Return every line of the records below that contains the string "helicopter", matching case exactly.

Start of Raw data

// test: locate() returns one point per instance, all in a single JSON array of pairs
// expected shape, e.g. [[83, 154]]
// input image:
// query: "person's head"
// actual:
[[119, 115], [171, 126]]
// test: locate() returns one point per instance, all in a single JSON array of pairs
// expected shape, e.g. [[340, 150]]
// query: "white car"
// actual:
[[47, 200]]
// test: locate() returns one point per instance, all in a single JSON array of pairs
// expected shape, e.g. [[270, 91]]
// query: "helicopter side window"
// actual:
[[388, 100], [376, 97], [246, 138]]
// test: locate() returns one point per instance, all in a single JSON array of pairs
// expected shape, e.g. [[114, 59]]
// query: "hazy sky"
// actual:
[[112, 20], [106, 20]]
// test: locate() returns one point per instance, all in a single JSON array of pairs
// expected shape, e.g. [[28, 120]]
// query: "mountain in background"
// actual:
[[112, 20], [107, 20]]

End of Raw data
Start of Raw data

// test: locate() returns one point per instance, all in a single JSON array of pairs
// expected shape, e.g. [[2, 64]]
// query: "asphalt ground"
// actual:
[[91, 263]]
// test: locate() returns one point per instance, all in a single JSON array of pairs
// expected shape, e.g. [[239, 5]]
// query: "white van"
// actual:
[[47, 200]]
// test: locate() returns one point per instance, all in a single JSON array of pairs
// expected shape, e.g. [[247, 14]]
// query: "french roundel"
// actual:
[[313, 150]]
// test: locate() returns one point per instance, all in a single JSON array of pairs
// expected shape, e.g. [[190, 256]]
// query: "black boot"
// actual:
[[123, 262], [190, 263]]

End of Raw data
Start of Raw data

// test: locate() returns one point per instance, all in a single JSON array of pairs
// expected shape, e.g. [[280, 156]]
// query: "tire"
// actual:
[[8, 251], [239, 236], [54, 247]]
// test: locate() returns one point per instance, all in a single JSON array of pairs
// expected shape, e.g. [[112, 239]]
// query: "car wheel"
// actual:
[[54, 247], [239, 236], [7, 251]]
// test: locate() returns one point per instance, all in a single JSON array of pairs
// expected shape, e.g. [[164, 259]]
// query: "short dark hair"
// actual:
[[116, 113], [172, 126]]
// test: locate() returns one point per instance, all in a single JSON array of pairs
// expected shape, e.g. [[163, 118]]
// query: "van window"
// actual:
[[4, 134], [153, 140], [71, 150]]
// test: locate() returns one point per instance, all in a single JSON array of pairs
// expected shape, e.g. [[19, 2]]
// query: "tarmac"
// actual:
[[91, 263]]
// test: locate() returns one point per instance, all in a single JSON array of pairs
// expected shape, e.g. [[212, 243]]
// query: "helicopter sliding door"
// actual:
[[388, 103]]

End of Raw data

» **Finished answer**:
// query: "helicopter side window"
// query: "helicopter sliding door"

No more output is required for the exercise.